TEXT EXCERPT
====

A publishing contract will often stipulate the terms, though whether illustration costs are the writer's or borne by the house often falls on the writer.

Copy art or clip art may be from a house's stock files or hired or licensed from artists. Content-specific art is usually hired and licensed from artists.

Royalties or licensing fees depend on how much art content is included. More art content, likely royalties and an advance; less art content, likely license fees.

A license fee is typically for nonexclusive use. The art is owned by the artist and licensed at a fixed cost for use in a publication. Royalties are paid based on revenue earned. The artist may still retain copyright ownership, but agree the use is exclusive to the publication.

A license fee for a trade paperback or case cover book's artwork may be in the $100 range per illustration for a half to full-page black and white interior use; $400 for color interior and cover use.

I don't remember exactly, but W&IotF pays winning artists for publication in the anthology on top of their prize money. I'm guessing in the $500 range as they do for winning writers.

====

DATA SHOWN
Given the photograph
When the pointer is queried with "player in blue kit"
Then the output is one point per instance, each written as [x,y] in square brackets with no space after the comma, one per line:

====

WHAT YOU NEED TO DO
Answer these from the text on art licensing for books:
1. Where does content-specific art usually come from?
2. When a book has less art content, what kind of payment is likely?
3. What license fee does the text give for color interior and cover use?

SOLUTION TO THIS EXERCISE
1. It is usually hired and licensed from artists.
2. License fees.
3. $400.